Data records:
________________
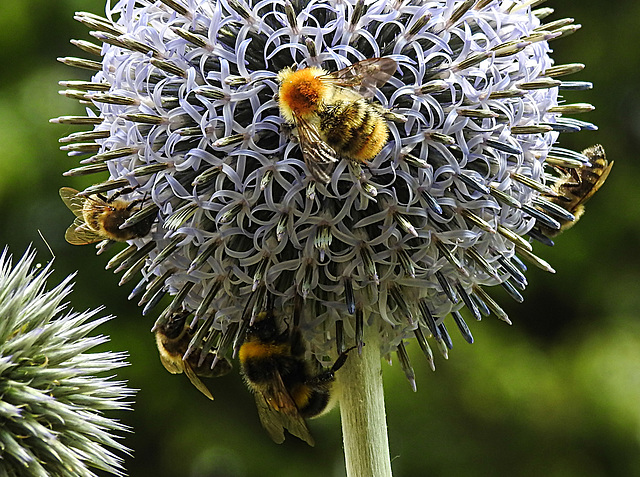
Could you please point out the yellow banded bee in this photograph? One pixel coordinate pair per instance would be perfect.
(287, 387)
(99, 218)
(173, 339)
(575, 187)
(332, 115)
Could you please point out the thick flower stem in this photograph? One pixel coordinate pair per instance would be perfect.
(364, 424)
________________
== Instructions to follow ==
Each entry must be set down word for word; no image may be carried over.

== Solution for this task ==
Could you please point out the yellow banded bee in this photograph? One pixel coordinate pair per instance would be perfect.
(287, 387)
(99, 218)
(173, 339)
(575, 187)
(332, 115)
Could you please point out the thick flower stem in this photograph? One pixel coordinate pair per instance would be perfect.
(364, 424)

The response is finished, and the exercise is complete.